**Task brief:** Print every one of the items below again, copying each line word for word and in the same order.

**Records:**
-- start --

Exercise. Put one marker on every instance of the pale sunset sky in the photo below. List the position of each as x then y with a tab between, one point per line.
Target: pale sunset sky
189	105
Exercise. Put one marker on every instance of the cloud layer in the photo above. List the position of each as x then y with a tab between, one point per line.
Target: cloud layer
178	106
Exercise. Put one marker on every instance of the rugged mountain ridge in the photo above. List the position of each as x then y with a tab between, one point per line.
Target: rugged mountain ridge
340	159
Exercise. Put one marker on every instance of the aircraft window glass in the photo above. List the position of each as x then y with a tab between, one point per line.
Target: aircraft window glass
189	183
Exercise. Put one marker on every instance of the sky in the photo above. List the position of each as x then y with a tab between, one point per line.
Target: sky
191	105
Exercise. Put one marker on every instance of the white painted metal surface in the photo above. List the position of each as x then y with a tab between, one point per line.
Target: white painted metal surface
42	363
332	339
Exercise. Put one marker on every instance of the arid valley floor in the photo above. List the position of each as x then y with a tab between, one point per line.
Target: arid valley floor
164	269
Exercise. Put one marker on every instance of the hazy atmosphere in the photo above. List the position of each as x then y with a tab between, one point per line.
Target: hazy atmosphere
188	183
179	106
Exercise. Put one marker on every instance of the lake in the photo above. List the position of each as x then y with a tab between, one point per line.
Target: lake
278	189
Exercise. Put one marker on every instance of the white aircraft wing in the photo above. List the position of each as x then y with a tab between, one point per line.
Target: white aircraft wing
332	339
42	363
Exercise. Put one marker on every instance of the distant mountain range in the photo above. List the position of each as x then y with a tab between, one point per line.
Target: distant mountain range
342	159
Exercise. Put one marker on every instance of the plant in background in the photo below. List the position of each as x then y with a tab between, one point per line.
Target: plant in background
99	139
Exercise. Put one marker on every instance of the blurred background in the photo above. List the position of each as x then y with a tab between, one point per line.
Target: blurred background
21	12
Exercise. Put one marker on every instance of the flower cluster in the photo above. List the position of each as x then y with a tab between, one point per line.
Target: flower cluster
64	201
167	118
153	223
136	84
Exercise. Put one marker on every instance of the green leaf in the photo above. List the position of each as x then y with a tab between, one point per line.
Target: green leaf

-- end --

**Correct response:**
Exercise. Put one marker on every instance of the pale sunset sky in the photo below. List the position of each as x then y with a tab between, one point per line.
Target: pale sunset sky
189	105
Exercise. Put one marker on every instance of the cloud layer in the photo above. List the position of each as x then y with a tab between, one point per line.
Target: cloud layer
178	106
Exercise. Put one marker on every instance of the rugged mountain ridge in the photo above. List the position of each as x then y with a tab between, one point per line.
Target: rugged mountain ridge
340	159
Exercise. Put one marker on every instance of the aircraft window glass in the photo above. List the position of each as x then y with a tab between, one point per line.
Target: aircraft window glass
189	183
Exercise. Put one marker on every instance of the sky in the photo above. List the position of each as x then y with a tab between, one point per line.
Target: sky
191	105
Exercise. Put one marker on every instance of the white painted metal surface in the photo above. List the position of each as x then y with a tab between, one point per line.
Target: white painted metal surface
42	363
332	339
Exercise. Put one marker on every instance of the arid valley floor in the photo above. List the position of each as x then y with a tab between, one point per line.
Target: arid valley floor
164	269
Exercise. Put one marker on every instance of the hazy atmosphere in the photo above. List the position of each as x then y with a tab between, one point per line.
Target: hazy atmosphere
188	183
179	106
Exercise. Put one marker on every instance of the lake in the photo above. List the position of each as x then y with a tab between, one point per line.
Target: lake
278	189
Exercise. Put one marker on every instance of the white aircraft wing in the photo above. List the position of each as x then y with a tab between, one point per line.
Target: white aircraft wing
332	339
42	363
Exercise. Put one marker on every instance of the distant mountain range in the photo above. List the position of each as x then y with a tab between, one point per line.
Target: distant mountain range
342	159
Exercise. Put one marker on every instance of the plant in background in the photo below. List the position of each as x then y with a tab between, one point per line.
Target: plant in background
99	139
Exercise. Put one marker on every instance of the blurred background in the photo above. List the position of each as x then y with a tab between, one point per line.
Target: blurred background
21	12
Exercise. Put one marker on every instance of the flower cluster in the photo above. List the position of each as x then y with a tab between, one point per line.
Target: flower cluster
64	201
167	118
153	223
136	84
Exercise. Put one marker on every instance of the green leaf in the photo above. List the position of each as x then y with a tab between, one point per line.
Target: green leaf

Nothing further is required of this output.